● Directions
Which lines of the material below contain the word "found"? Copy each one out, treating case as significant.

● Extracted material

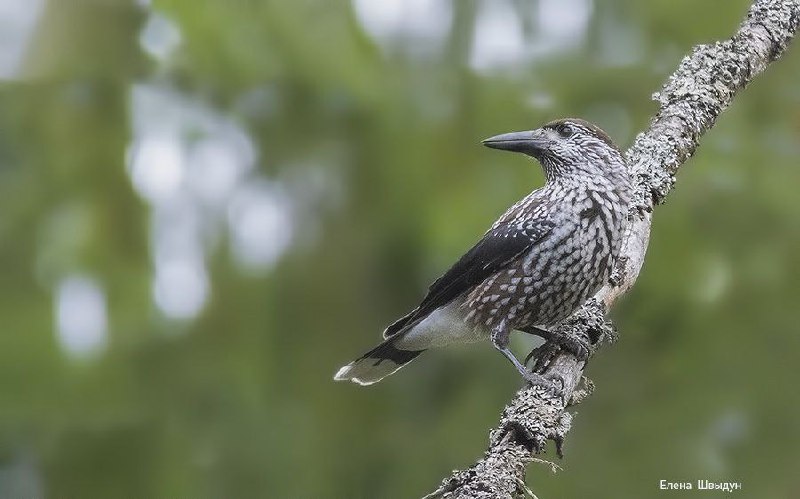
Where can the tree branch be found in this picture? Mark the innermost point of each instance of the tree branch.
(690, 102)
==
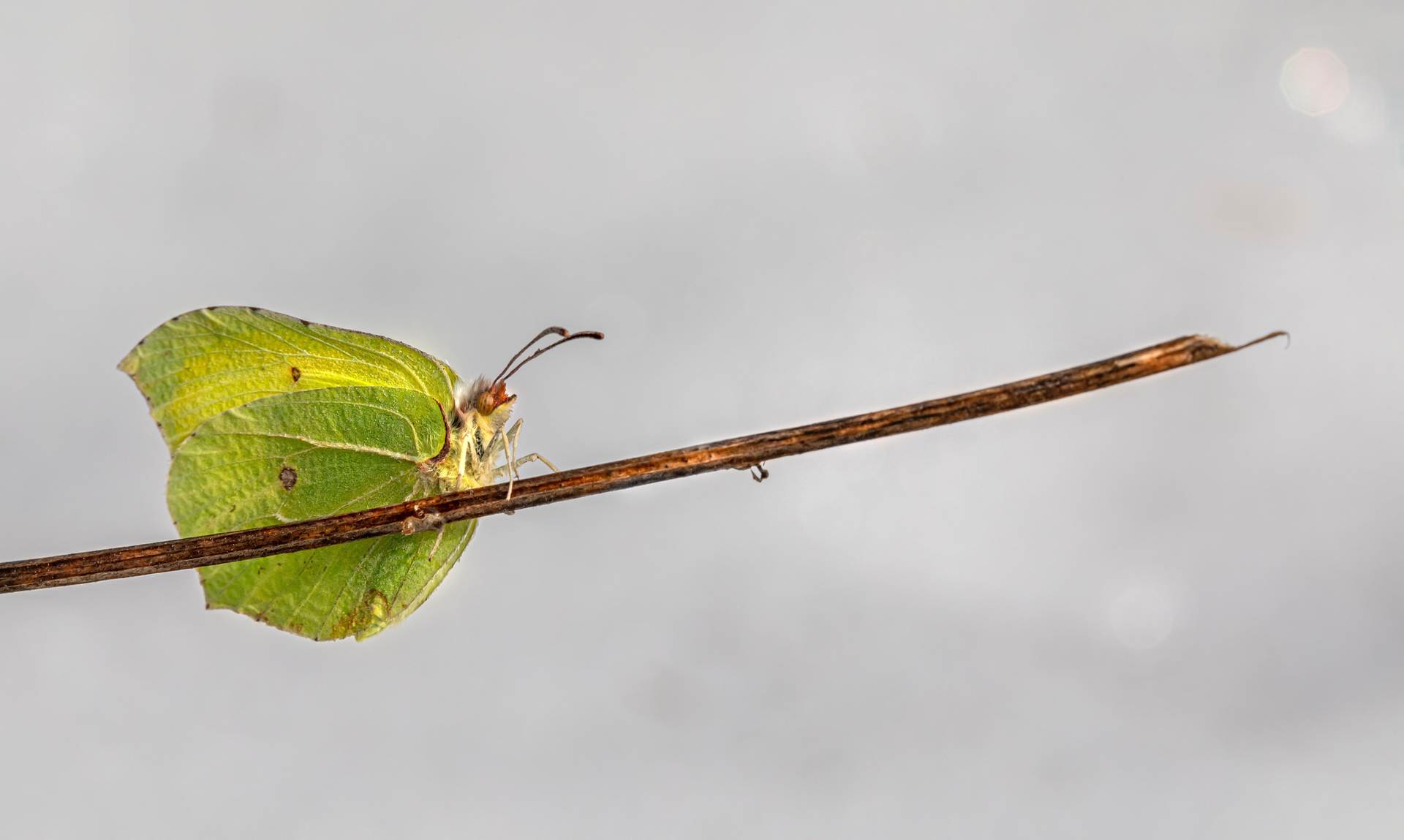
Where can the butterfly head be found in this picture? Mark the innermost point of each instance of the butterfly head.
---
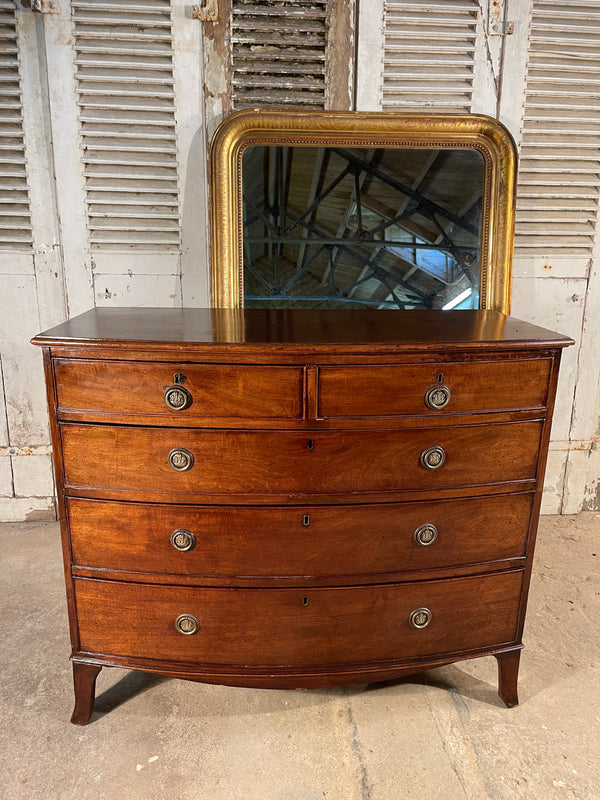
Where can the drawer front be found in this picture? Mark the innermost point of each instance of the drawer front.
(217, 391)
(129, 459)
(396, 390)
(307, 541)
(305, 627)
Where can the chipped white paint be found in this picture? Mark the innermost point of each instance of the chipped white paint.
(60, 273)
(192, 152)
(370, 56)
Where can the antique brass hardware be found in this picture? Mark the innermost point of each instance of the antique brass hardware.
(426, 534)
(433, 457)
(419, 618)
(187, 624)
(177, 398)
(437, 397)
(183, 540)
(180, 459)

● Full output
Where can the tree branch be found in this picture? Mark the innermost point of each instance of the tree branch.
Where can the butterfly head be found in this picture? Mark the innermost point of each instance of the butterfly head.
Where can the drawer front be found in this picture? Mark the innermost point of each instance of the drawer front.
Where can the chipped white paint be found in this picture? Mark the innermost point of each instance of the chipped white paint.
Where can the antique brass hardware be found in this picture? Mark the innermost point of each instance of the antique brass hardware.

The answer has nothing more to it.